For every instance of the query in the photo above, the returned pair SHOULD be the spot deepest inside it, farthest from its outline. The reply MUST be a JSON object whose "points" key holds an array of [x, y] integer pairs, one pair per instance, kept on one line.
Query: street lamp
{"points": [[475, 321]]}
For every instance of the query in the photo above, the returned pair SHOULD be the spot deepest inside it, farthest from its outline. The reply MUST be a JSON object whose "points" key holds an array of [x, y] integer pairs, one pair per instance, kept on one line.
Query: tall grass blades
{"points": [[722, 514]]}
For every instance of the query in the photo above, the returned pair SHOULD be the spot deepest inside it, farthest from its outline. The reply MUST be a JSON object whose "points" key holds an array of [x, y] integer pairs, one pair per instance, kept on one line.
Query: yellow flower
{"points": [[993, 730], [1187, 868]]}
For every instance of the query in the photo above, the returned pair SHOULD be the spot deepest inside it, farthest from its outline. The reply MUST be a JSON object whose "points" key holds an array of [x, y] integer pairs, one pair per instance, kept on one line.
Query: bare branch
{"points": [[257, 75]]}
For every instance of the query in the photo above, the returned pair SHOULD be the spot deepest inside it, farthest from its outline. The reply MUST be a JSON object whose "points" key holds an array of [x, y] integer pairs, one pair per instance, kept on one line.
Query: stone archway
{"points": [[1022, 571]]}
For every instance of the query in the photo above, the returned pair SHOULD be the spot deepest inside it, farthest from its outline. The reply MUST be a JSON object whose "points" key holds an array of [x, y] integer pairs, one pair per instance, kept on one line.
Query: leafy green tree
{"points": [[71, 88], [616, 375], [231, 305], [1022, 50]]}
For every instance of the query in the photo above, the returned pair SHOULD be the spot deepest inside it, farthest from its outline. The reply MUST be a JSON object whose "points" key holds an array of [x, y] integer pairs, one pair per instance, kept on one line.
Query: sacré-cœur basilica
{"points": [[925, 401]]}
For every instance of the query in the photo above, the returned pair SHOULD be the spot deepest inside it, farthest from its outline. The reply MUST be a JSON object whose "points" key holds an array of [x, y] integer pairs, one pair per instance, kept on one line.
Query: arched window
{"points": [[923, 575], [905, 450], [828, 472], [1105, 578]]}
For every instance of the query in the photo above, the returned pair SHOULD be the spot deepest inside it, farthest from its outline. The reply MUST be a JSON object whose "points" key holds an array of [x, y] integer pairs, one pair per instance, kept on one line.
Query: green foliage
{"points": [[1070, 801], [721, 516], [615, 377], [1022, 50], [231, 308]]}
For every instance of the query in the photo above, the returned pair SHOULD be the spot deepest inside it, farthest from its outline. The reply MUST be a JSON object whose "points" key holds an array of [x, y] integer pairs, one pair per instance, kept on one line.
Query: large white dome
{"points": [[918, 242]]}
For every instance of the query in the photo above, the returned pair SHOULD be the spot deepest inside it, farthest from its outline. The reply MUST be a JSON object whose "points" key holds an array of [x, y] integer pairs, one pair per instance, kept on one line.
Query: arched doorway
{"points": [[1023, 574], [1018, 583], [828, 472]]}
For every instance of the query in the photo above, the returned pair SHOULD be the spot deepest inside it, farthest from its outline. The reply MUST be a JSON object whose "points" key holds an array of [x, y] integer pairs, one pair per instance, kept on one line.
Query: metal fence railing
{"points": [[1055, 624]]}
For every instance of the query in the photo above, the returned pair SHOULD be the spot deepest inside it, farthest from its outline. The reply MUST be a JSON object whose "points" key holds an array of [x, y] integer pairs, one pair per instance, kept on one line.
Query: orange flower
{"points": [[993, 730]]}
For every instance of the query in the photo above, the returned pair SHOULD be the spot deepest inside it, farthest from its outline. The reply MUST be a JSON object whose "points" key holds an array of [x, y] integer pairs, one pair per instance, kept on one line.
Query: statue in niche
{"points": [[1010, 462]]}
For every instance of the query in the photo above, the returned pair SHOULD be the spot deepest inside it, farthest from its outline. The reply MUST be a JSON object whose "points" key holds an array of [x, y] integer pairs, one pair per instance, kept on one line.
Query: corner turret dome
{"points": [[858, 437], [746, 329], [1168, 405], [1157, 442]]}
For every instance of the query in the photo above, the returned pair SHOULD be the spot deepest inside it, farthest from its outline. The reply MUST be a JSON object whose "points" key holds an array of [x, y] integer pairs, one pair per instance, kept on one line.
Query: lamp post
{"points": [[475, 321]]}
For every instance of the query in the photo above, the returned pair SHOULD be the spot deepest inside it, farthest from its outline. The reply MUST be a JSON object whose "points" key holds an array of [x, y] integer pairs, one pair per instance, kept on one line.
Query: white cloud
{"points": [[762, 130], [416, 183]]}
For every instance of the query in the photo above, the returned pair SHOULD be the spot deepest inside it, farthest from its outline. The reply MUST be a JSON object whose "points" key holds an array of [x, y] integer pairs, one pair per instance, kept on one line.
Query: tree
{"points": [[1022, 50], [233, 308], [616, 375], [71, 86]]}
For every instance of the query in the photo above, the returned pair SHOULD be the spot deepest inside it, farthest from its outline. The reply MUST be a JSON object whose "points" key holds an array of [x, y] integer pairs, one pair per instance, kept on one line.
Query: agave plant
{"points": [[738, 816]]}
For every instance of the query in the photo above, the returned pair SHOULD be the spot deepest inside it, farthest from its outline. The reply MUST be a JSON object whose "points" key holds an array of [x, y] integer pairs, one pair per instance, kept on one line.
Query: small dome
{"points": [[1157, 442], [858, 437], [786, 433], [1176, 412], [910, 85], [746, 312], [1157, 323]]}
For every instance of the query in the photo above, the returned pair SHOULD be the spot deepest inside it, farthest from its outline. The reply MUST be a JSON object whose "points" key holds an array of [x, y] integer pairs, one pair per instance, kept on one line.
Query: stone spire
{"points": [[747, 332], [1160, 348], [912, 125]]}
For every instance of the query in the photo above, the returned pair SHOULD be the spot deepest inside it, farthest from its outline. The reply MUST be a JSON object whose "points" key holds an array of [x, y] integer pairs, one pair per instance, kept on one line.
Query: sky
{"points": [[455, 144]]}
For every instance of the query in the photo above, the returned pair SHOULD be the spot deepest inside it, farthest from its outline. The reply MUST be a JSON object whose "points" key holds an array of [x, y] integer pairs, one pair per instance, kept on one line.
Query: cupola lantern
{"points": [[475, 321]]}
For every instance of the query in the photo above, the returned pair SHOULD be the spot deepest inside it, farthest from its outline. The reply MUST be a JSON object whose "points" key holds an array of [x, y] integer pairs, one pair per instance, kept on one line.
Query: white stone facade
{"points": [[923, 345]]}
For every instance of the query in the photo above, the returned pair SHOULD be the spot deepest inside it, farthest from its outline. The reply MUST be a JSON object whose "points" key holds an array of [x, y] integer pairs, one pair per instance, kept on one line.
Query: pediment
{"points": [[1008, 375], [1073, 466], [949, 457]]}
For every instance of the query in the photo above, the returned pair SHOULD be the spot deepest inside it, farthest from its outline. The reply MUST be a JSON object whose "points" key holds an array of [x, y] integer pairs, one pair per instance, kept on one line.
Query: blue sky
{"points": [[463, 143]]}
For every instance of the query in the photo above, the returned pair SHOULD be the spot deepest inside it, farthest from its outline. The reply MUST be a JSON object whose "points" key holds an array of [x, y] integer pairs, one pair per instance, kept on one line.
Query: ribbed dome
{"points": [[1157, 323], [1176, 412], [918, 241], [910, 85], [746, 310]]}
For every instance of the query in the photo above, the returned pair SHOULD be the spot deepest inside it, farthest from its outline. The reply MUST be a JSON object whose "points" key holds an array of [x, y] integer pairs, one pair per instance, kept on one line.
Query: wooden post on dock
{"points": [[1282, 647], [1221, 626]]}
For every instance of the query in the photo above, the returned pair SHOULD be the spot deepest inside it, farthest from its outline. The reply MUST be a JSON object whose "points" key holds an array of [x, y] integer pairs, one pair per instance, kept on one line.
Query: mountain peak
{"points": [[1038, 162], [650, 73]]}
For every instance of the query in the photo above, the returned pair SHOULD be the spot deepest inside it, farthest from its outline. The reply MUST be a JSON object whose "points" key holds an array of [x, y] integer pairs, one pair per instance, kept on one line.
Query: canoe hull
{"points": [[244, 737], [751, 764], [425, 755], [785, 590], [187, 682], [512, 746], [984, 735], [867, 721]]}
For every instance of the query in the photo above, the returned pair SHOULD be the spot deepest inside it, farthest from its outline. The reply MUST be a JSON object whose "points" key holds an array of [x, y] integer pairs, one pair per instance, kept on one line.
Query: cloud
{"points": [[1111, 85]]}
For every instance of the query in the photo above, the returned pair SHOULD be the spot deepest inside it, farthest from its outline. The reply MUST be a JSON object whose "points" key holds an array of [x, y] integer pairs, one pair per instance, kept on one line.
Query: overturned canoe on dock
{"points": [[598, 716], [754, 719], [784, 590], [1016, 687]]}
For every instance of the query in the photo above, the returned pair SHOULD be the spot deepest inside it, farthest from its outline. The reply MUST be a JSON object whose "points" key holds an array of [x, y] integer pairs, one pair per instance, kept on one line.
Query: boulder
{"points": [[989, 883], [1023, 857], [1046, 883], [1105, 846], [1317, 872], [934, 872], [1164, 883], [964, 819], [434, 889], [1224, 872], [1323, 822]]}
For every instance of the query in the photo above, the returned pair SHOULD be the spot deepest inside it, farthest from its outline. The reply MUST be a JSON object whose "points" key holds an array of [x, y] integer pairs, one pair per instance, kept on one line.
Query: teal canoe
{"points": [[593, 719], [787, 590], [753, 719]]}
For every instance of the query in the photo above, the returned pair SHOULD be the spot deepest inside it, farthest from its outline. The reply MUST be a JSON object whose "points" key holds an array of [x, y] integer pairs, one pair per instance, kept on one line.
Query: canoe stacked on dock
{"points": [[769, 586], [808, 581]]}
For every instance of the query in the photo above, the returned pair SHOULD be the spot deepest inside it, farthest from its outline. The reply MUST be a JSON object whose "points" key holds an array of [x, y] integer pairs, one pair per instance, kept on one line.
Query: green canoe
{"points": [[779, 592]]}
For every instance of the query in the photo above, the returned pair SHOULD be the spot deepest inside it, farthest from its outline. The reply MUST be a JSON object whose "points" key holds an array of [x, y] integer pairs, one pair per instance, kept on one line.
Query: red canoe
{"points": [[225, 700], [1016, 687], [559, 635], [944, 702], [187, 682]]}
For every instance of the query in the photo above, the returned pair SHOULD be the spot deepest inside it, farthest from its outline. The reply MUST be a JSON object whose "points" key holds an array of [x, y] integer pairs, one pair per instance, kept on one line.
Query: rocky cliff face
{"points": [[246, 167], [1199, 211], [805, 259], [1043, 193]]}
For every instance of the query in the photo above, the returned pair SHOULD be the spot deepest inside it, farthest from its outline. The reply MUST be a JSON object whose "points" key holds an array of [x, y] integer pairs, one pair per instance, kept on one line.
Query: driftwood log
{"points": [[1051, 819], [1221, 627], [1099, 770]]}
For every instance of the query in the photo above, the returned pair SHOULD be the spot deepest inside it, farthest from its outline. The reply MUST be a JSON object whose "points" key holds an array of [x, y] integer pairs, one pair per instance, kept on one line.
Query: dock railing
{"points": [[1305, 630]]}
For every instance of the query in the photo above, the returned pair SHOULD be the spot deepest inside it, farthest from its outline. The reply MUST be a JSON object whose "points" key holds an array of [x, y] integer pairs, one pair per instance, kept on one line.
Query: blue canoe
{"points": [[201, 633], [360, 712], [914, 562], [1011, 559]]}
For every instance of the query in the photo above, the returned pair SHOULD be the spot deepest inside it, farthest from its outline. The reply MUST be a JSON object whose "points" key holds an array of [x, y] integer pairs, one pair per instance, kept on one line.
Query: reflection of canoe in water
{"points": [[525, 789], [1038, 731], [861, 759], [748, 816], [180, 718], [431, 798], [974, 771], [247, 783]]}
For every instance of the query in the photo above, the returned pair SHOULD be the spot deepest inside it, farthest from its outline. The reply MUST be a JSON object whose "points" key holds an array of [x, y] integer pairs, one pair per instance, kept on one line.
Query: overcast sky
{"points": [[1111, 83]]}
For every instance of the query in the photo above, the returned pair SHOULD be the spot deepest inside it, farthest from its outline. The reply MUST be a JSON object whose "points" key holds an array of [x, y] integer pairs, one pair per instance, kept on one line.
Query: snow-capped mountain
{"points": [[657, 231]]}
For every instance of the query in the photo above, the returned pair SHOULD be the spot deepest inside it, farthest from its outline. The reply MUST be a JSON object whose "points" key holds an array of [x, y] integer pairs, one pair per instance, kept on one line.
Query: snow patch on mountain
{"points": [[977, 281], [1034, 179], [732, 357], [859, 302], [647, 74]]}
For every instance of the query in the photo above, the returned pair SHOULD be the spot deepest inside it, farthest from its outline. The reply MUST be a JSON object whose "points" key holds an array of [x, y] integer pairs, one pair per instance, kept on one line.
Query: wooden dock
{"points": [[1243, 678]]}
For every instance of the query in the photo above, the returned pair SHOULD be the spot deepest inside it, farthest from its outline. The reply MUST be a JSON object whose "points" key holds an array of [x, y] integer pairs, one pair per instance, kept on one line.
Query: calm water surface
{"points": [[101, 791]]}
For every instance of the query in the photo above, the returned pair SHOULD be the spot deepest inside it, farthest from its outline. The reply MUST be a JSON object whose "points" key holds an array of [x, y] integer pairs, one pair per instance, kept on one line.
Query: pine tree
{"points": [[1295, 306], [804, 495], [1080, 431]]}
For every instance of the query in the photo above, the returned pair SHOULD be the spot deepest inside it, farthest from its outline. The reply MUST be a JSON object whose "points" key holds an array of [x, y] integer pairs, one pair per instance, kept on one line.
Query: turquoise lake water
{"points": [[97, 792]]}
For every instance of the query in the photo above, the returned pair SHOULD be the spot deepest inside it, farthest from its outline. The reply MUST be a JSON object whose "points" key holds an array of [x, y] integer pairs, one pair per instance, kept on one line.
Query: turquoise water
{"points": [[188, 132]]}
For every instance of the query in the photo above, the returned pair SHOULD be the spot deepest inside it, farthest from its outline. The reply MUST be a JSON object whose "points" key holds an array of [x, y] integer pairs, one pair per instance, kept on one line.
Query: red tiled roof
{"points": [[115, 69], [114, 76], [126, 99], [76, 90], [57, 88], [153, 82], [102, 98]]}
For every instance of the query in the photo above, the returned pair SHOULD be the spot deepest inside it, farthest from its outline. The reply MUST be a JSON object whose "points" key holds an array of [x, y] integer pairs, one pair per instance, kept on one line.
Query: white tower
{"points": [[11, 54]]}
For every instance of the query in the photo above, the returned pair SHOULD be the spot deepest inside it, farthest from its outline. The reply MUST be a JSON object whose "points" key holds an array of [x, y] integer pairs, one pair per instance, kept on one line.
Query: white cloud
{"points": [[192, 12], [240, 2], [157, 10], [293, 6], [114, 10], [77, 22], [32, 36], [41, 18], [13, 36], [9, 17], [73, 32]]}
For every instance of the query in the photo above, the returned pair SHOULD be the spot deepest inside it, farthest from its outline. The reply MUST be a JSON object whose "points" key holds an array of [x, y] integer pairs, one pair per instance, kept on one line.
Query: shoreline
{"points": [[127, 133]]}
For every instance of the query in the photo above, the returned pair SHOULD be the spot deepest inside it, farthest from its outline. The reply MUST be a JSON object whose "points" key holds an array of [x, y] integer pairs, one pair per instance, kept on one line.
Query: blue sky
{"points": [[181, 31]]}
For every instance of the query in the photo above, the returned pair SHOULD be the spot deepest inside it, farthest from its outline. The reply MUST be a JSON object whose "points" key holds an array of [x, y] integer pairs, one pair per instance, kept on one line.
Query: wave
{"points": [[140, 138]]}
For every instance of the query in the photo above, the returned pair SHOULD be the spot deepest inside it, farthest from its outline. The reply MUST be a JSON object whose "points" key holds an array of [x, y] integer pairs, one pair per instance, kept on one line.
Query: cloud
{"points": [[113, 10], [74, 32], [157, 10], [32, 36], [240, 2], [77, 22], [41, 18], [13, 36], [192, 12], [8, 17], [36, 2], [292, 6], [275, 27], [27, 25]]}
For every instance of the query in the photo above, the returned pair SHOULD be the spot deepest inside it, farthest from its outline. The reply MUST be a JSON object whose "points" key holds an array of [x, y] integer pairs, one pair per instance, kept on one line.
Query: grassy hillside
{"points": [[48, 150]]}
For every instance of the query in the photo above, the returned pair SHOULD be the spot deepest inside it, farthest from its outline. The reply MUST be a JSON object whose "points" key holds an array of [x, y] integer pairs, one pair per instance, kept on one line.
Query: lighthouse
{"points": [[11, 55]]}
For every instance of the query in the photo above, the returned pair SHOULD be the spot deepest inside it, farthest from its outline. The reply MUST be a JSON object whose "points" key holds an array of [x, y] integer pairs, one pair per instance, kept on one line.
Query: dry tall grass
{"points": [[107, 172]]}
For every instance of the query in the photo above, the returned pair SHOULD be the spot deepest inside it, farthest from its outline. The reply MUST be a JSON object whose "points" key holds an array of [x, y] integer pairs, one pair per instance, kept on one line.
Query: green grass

## Stated problem
Pick out every line in the records above that contains the word "wooden" and copy each one.

## Correct result
Query: wooden post on dock
Query: wooden dock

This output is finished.